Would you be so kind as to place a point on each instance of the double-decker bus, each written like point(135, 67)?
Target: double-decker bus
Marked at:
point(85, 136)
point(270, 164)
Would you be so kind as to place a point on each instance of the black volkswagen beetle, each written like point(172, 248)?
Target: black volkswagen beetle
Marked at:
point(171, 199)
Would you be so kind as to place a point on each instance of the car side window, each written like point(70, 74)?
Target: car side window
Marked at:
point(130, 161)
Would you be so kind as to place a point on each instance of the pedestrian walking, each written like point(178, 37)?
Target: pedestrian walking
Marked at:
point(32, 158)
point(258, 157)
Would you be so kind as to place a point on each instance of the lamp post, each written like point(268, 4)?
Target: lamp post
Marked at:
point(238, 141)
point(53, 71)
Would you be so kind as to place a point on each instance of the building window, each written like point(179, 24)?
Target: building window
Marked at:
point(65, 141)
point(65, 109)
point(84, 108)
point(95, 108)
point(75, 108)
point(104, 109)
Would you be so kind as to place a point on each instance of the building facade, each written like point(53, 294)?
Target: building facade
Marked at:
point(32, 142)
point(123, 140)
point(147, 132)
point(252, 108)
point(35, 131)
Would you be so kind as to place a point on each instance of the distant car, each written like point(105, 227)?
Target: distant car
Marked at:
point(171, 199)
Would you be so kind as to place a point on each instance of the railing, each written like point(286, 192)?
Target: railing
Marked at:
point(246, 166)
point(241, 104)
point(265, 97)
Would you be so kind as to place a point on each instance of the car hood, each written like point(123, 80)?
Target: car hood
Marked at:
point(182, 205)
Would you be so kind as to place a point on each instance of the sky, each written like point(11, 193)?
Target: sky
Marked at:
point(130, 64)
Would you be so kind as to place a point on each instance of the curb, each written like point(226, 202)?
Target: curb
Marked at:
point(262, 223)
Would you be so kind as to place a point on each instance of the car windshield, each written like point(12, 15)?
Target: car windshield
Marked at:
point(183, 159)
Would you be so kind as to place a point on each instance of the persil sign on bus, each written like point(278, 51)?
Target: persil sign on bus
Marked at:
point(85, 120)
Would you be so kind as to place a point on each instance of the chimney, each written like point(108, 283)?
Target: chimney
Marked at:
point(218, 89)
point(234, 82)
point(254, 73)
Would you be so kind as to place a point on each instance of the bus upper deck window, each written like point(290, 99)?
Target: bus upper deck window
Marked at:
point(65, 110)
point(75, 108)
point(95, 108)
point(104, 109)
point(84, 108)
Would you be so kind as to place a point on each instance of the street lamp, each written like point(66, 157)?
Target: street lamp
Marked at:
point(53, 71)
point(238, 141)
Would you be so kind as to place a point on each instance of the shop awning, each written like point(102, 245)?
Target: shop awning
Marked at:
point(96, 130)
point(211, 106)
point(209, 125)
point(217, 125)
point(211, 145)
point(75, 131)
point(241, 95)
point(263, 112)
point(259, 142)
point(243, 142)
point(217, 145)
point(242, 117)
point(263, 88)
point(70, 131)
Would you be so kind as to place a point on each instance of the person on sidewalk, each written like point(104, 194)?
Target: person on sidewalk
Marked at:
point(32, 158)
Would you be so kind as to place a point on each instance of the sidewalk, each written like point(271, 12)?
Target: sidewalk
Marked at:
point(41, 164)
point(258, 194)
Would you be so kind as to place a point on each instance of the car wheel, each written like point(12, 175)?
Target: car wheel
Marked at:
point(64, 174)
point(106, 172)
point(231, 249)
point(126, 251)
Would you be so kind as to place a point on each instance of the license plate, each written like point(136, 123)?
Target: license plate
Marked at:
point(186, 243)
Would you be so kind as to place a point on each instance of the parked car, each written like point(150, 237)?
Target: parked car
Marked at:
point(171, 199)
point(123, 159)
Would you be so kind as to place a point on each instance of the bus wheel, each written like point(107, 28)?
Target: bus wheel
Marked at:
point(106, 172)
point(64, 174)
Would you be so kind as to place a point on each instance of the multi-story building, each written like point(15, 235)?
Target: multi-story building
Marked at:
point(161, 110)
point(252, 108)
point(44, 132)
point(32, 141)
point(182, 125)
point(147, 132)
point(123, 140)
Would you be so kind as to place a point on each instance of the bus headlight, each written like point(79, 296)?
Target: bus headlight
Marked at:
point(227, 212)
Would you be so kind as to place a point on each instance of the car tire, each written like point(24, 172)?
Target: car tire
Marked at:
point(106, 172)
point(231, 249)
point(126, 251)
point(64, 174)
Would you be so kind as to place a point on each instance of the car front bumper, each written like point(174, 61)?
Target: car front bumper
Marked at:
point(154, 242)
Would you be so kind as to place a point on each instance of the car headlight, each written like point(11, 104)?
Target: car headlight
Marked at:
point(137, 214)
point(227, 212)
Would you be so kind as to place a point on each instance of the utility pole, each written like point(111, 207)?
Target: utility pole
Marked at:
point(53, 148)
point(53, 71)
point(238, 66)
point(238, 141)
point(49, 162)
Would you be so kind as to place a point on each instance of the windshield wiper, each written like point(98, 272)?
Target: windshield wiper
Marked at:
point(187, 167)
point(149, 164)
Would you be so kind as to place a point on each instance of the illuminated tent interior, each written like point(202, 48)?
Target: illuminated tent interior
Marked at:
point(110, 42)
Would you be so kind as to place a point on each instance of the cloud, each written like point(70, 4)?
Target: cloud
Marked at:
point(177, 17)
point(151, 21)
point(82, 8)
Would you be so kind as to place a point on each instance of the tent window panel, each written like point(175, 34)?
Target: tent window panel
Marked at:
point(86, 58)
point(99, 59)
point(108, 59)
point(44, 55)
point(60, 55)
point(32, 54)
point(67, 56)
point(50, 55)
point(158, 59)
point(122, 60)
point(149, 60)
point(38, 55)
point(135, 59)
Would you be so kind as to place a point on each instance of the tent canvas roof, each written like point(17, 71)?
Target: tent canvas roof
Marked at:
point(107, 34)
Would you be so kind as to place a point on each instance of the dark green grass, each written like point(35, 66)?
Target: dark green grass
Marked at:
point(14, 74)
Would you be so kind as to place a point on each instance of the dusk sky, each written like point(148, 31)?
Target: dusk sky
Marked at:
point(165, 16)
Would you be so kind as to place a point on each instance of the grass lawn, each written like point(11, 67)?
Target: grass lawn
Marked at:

§ **Goal**
Reproduce every record above exactly as it appears.

§ **Right answer**
Would you be so kind as to place a point on each instance of the double-decker bus, each written like point(135, 67)?
Target: double-decker bus
Marked at:
point(85, 136)
point(270, 164)
Would you be so kind as to place a point on each instance of the black volkswagen beetle, each written like point(172, 248)?
Target: black volkswagen beetle
Marked at:
point(171, 199)
Would you be so kind as to place a point on each instance of the car side window, each written like point(70, 74)?
Target: car side window
Marked at:
point(130, 161)
Would you be so kind as to place a point on each instance of the pedestrian walking, each written like point(178, 37)?
Target: pedestrian walking
Marked at:
point(32, 158)
point(258, 157)
Would you be so kind as to place a point on each instance of the lamp post, each written like point(268, 4)?
Target: lamp post
Marked at:
point(238, 141)
point(53, 71)
Would you be so kind as to place a point on each instance of the building window, each written like point(179, 24)?
Target: building window
Marked at:
point(65, 141)
point(65, 109)
point(84, 108)
point(95, 108)
point(75, 108)
point(104, 109)
Would you be so kind as to place a point on each instance of the building facade, each written like point(53, 294)?
Target: building facade
Marked at:
point(32, 142)
point(123, 140)
point(147, 132)
point(252, 108)
point(35, 131)
Would you be so kind as to place a point on each instance of the distant car, each written like point(105, 227)?
Target: distant car
Marked at:
point(171, 199)
Would you be so kind as to place a point on each instance of the railing, each written like point(286, 192)?
Target: railing
Marked at:
point(246, 166)
point(241, 104)
point(265, 97)
Would you be so kind as to place a point on each instance of the car hood, each written like point(123, 80)?
Target: car hood
Marked at:
point(182, 205)
Would you be so kind as to place a point on each instance of the sky, each written like point(11, 193)?
Target: sky
Marked at:
point(130, 64)
Would you be so kind as to place a point on each instance of the curb, each written like point(226, 202)?
Target: curb
Marked at:
point(262, 223)
Would you be so kind as to place a point on each instance of the car windshield, each written like point(12, 15)?
Target: car windshield
Marked at:
point(183, 159)
Would you be so kind as to place a point on each instance of the persil sign on bus, each written like point(278, 51)?
Target: persil sign on bus
Marked at:
point(85, 120)
Would you be so kind as to place a point on each instance of the chimney, each written like point(108, 283)?
Target: chimney
Marked at:
point(218, 89)
point(234, 82)
point(254, 73)
Would you be so kind as to place a point on each instance of the bus upper deck window, each written like point(290, 99)?
Target: bus upper deck window
Marked at:
point(65, 110)
point(75, 108)
point(95, 108)
point(104, 109)
point(84, 108)
Would you be so kind as to place a point on each instance of the street lamp, each written like point(66, 157)?
Target: street lamp
Marked at:
point(53, 71)
point(238, 141)
Would you be so kind as to place a point on each instance of the shop awning, each written like point(102, 245)?
Target: shop awning
Marked at:
point(96, 130)
point(211, 106)
point(209, 125)
point(217, 125)
point(211, 145)
point(75, 131)
point(241, 95)
point(263, 112)
point(259, 142)
point(243, 142)
point(217, 145)
point(242, 117)
point(263, 88)
point(70, 131)
Would you be so kind as to place a point on each instance of the person on sidewalk, each written like point(104, 194)?
Target: person on sidewalk
Marked at:
point(32, 158)
Would you be so kind as to place a point on each instance of the sidewalk, each written like point(271, 12)?
Target: sidewalk
Marked at:
point(41, 164)
point(258, 194)
Would you be so kind as to place a point on each instance of the car wheel, each written like point(12, 175)?
Target: car wheel
Marked at:
point(64, 174)
point(106, 172)
point(231, 249)
point(126, 251)
Would you be so kind as to place a point on each instance of the license plate, each written like point(136, 123)?
Target: license plate
Marked at:
point(186, 243)
Would you be so kind as to place a point on each instance of the parked car, each written like point(150, 237)?
Target: parked car
Marked at:
point(171, 199)
point(123, 159)
Would you be so kind as to place a point on each instance of the bus wheel, each written like point(107, 28)?
Target: bus wheel
Marked at:
point(106, 172)
point(64, 174)
Would you be so kind as to place a point on each instance of the multi-story building, each written like point(15, 235)?
Target: multi-story building
Marked at:
point(161, 110)
point(252, 108)
point(44, 132)
point(32, 141)
point(182, 125)
point(147, 132)
point(123, 140)
Would you be so kind as to place a point on each instance of the bus headlight, each written like point(79, 296)?
Target: bus headlight
Marked at:
point(227, 212)
Would you be so kind as to place a point on each instance of the car tire, each written like point(24, 172)?
Target: car tire
Marked at:
point(106, 172)
point(231, 249)
point(126, 251)
point(64, 174)
Would you be so kind as to place a point on each instance of the car front bumper, each written like point(174, 61)?
Target: car front bumper
Marked at:
point(154, 242)
Would you be so kind as to place a point on each instance of the car headlight, each written like point(11, 104)?
Target: car headlight
Marked at:
point(137, 214)
point(227, 212)
Would you be so kind as to place a point on each instance of the utility pole, each written like point(111, 207)?
Target: utility pole
Marked at:
point(53, 148)
point(53, 71)
point(238, 66)
point(238, 141)
point(49, 162)
Would you be so kind as to place a point on each instance of the windshield wiper, each written like point(98, 272)?
Target: windshield wiper
Marked at:
point(187, 167)
point(149, 164)
Would you be so kind as to place a point on each instance of the illuminated tent interior, each written like point(202, 48)?
Target: illuminated tent interior
Marked at:
point(110, 42)
Would you be so kind as to place a point on each instance of the cloud, each written like point(70, 4)?
Target: cloud
Marked at:
point(177, 17)
point(151, 21)
point(82, 8)
Would you be so kind as to place a point on each instance of the tent window panel, each written like point(175, 34)?
Target: tent window panel
Marked at:
point(86, 58)
point(99, 59)
point(108, 59)
point(44, 55)
point(60, 55)
point(32, 54)
point(67, 56)
point(50, 55)
point(158, 59)
point(122, 60)
point(149, 60)
point(38, 55)
point(135, 59)
Would you be so kind as to place a point on each instance of the tent canvas roof, each written like point(17, 71)?
Target: tent canvas roof
Marked at:
point(107, 34)
Would you be so kind as to place a point on each instance of the dark green grass, each written like point(35, 66)?
Target: dark green grass
Marked at:
point(14, 74)
Would you be so kind as to place a point on each instance of the dusk sky, each written like point(148, 31)?
Target: dusk sky
Marked at:
point(165, 16)
Would you be so kind as to place a point on each instance of the grass lawn, each written like point(11, 67)?
Target: grass lawn
Marked at:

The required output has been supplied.